━━ STORED DATA ━━

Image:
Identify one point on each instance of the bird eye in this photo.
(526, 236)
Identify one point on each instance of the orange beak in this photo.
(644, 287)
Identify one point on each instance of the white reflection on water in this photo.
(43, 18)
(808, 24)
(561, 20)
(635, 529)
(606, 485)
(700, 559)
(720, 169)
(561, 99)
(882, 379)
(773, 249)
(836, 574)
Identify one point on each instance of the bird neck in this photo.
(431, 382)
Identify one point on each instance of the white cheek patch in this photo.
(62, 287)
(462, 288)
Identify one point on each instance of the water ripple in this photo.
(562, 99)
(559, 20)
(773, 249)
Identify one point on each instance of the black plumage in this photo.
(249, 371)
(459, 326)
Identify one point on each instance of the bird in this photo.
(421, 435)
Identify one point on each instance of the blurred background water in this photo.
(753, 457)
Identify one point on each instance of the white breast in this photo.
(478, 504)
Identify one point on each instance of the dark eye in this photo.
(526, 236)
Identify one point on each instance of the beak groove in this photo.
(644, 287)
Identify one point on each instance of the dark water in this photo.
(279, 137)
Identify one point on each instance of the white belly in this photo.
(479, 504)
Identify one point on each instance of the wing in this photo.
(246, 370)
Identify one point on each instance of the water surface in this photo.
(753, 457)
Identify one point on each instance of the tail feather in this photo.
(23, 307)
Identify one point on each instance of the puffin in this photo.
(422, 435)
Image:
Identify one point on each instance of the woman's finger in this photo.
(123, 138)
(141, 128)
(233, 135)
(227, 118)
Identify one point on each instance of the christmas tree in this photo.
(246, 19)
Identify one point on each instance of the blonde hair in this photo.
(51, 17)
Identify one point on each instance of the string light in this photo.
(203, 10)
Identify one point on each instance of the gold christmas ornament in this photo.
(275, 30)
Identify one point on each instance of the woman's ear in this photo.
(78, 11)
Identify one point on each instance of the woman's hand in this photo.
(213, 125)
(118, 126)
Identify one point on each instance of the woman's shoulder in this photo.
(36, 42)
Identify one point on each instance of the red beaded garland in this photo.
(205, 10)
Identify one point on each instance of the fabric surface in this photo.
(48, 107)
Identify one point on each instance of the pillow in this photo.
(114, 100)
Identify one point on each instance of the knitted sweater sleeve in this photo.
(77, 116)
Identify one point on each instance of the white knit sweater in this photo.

━━━

Shift every coordinate up by 91: begin at the line that contains "Identify one point on each instance of the red", stop after the last line of the material, and rewrite each line in that span, requests included, with 91 added to each number in the coordinates.

ANSWER TO THIS EXERCISE:
Identify one point on each instance of the red beaded garland in this photo.
(296, 101)
Identify one point on each instance of the fabric surface in this photo.
(139, 198)
Identify one point on each instance of the pillow in this photo.
(205, 191)
Identify one point on each instance of the knitted sweater sleeve in this photo.
(168, 207)
Identify one point on each instance of the white knit sweater in this photo.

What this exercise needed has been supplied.